>> Begin PASSAGE GIVEN

MacMahon [see 14] proved that
$s_n(123)=C_n$.  
This result also gives us $s_n(321)=C_n$ by reading
permutations from right-to-left instead of
left-to-right.  This re-reading is called the
reversal bijection, one of the three standard bijections.


\subsection*{\normalsize 2.1 Three Standard Bijections}
There are three standard bijections that allow us
to look at a smaller number of patterns when considering
pattern-avoiding permutations.  We define the following
bijections.

The
reversal bijection:  $r:S_n \rightarrow S_n$,
$\pi_1\pi_2\dots\pi_n \mapsto \pi_n \dots \pi_2 \pi_1$.

The
complement bijection: $c: S_n \rightarrow S_n$,
$\pi_1\pi_2\dots \pi_n \mapsto (n+1-\pi_1) (n+1-\pi_2)\dots (n+1-\pi_n)$.

The
inverse bijection $i: S_n \rightarrow S_n$,
$\pi \mapsto \pi^{-1}$ (group theoretic).

Using these bijections we see that $\pi \in S_n(\alpha)$
if and only if $x(\pi) \in S_n(x(\alpha))$ where
$x$ is one of $r,c,i$.


\subsection*{\normalsize 2.2 More Recent History}

It was not until 1973 that the first non-monotonic pattern
restricted permutations were considered.  Knuth [12]
showed that $s_n(231)=C_n$.  Now,
since $r(231)=132$, $c(231)=213$, and $i(231)=312$, 
Knuth's and MacMahon's results 
show that $s_n(\alpha)=C_n$ for any $\alpha \in S_3$.

This result leads us to the following definition.

{\bf Definition.} We say that two patterns $\alpha$ and $\beta$ are in
the same {\it Wilf class} or are
{\it Wilf equivalent} if and only if $s_n(\alpha)=s_n(\beta)$
for all $n$.


Hence, there is one Wilf class for patterns of length 3.
However, historically it was not shown that $s_n(123)=s_n(132)$
directly, rather that they are both equal to $C_n$.
This leads us into our next section.




\section*{\normalsize 3. Some Bijections}
Using the three standard bijections we have
$s_n(123)=s_n(321)$ and $s_n(132)=s_n(213) = s_n(231) = s_n(312)$.
The fact that $s_n(123)=s_n(132)$ as well is surprising.
Hence, we will look at some bijections from
$S_n(\overline{123})$ to $S_n(\overline{132})$,
where $\overline{123}$ means any element from $\{123,321\}$
and $\overline{132}$ means any element from $\{132,213,231,312\}$
since these are equivalent by the standard bijections.

The first bijection (1975) is due to Rotem [26].  He used
ballot sequences and binary trees as an intermediate step
from $S_n(321)$ to $S_n(231)$.  The first {\it direct}
bijection was given by Simion and Schmidt [27] in 1985.

>> End PASSAGE GIVEN

:: SET TASKS ::
(1) In the passage on pattern-avoiding permutations, in what year were non-monotonic pattern restricted permutations first considered?
(2) List every person whom the passage on pattern-avoiding permutations credits with a result or a bijection.
(3) Return the stretch of the passage on pattern-avoiding permutations from "This leads us" through "the standard bijections.".

>> Begin DATA EXCERPT

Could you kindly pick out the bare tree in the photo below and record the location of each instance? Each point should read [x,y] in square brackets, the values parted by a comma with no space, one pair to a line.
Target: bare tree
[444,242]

>> End DATA EXCERPT

:: WORKED SOLUTIONS ::
(1) 1973

(2) MacMahon, Knuth, Rotem, Simion, Schmidt

(3)
This leads us into our next section.




\section*{\normalsize 3. Some Bijections}
Using the three standard bijections we have
$s_n(123)=s_n(321)$ and $s_n(132)=s_n(213) = s_n(231) = s_n(312)$.
The fact that $s_n(123)=s_n(132)$ as well is surprising.
Hence, we will look at some bijections from
$S_n(\overline{123})$ to $S_n(\overline{132})$,
where $\overline{123}$ means any element from $\{123,321\}$
and $\overline{132}$ means any element from $\{132,213,231,312\}$
since these are equivalent by the standard bijections.